→ **Stated goal**
Return every one of the records below verbatim, line for line, with nothing changed.

========================================================================

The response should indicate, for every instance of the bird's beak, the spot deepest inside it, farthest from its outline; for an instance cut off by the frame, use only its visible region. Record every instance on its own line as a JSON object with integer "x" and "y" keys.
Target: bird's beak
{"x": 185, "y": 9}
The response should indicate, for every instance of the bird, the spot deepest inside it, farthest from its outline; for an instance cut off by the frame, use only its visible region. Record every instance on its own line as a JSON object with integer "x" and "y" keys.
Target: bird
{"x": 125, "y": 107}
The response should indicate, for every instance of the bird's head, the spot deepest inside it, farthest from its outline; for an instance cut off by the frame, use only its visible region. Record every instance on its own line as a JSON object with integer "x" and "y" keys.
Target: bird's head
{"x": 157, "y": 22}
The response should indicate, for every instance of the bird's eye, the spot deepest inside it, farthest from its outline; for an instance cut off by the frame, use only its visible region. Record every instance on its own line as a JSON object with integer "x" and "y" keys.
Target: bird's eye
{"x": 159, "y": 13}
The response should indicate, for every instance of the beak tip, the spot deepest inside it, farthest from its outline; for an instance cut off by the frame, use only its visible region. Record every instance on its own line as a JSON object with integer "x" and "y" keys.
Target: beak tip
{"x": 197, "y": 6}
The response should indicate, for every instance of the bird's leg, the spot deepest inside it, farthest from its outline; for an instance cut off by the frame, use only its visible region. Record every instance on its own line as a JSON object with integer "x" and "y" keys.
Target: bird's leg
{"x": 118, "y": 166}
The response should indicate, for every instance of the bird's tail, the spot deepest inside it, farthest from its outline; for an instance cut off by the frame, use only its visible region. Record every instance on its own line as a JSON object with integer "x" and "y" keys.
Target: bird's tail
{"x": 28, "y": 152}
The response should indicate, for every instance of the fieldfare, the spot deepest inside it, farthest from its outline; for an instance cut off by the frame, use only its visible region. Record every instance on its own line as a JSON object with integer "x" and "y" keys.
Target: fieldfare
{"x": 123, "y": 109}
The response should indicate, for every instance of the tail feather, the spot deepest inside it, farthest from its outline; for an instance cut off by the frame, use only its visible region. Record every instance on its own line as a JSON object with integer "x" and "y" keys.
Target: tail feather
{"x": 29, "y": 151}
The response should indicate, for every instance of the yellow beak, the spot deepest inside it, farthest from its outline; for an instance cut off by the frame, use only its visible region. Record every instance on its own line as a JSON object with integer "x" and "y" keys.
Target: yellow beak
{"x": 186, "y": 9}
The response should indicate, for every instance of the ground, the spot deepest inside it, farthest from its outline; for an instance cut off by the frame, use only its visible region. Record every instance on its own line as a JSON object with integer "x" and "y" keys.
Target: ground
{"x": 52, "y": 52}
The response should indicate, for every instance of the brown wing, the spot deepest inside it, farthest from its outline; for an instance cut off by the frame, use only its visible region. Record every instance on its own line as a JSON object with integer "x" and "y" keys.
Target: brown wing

========================================================================

→ **Solution for this exercise**
The response should indicate, for every instance of the bird's beak, the spot deepest inside it, farthest from its outline; for an instance cut off by the frame, use only its visible region. Record every instance on its own line as a JSON object with integer "x" and "y" keys.
Target: bird's beak
{"x": 185, "y": 9}
The response should indicate, for every instance of the bird, the spot deepest inside it, farthest from its outline; for an instance cut off by the frame, use only its visible region. Record every instance on its own line as a JSON object with integer "x" and "y" keys.
Target: bird
{"x": 125, "y": 107}
The response should indicate, for every instance of the bird's head, the spot deepest inside it, farthest from its outline; for an instance cut off by the frame, use only its visible region. Record every instance on its own line as a JSON object with integer "x" and "y" keys.
Target: bird's head
{"x": 157, "y": 22}
The response should indicate, for every instance of the bird's eye, the spot deepest inside it, farthest from its outline; for an instance cut off by the frame, use only its visible region. Record every instance on its own line as a JSON object with integer "x" and "y" keys.
Target: bird's eye
{"x": 159, "y": 13}
The response should indicate, for every instance of the beak tip, the spot deepest inside it, farthest from its outline; for an instance cut off by the frame, use only its visible region. Record every instance on its own line as a JSON object with integer "x" and "y" keys.
Target: beak tip
{"x": 197, "y": 6}
The response should indicate, for every instance of the bird's leg, the spot deepest inside it, farthest from its outline; for an instance cut off by the frame, use only its visible region. Record every instance on its own line as a JSON object with integer "x" and "y" keys.
Target: bird's leg
{"x": 118, "y": 166}
The response should indicate, for every instance of the bird's tail, the spot deepest inside it, farthest from its outline; for an instance cut off by the frame, use only its visible region. Record every instance on its own line as a JSON object with integer "x" and "y" keys.
Target: bird's tail
{"x": 28, "y": 152}
The response should indicate, for every instance of the fieldfare, the spot deepest inside it, farthest from its outline; for an instance cut off by the frame, use only its visible region. Record every instance on its own line as a JSON object with integer "x" and "y" keys.
Target: fieldfare
{"x": 123, "y": 109}
The response should indicate, for every instance of the tail feather, the spot deepest inside it, farthest from its outline; for an instance cut off by the frame, use only its visible region. Record every instance on its own line as a JSON object with integer "x" and "y" keys.
Target: tail feather
{"x": 29, "y": 151}
The response should indicate, for every instance of the yellow beak, the spot deepest inside it, farthest from its outline; for an instance cut off by the frame, use only its visible region. Record every instance on its own line as a JSON object with integer "x" and "y" keys.
Target: yellow beak
{"x": 186, "y": 9}
The response should indicate, for every instance of the ground, the spot deepest inside it, farthest from its outline; for an instance cut off by the frame, use only its visible region. Record every instance on its own line as a JSON object with integer "x" and "y" keys.
Target: ground
{"x": 52, "y": 52}
The response should indicate, for every instance of the brown wing, the spot deepest inside it, farthest from its outline; for an instance cut off by the frame, use only its visible region. Record every instance on its own line as a JSON object with integer "x" and "y" keys.
Target: brown wing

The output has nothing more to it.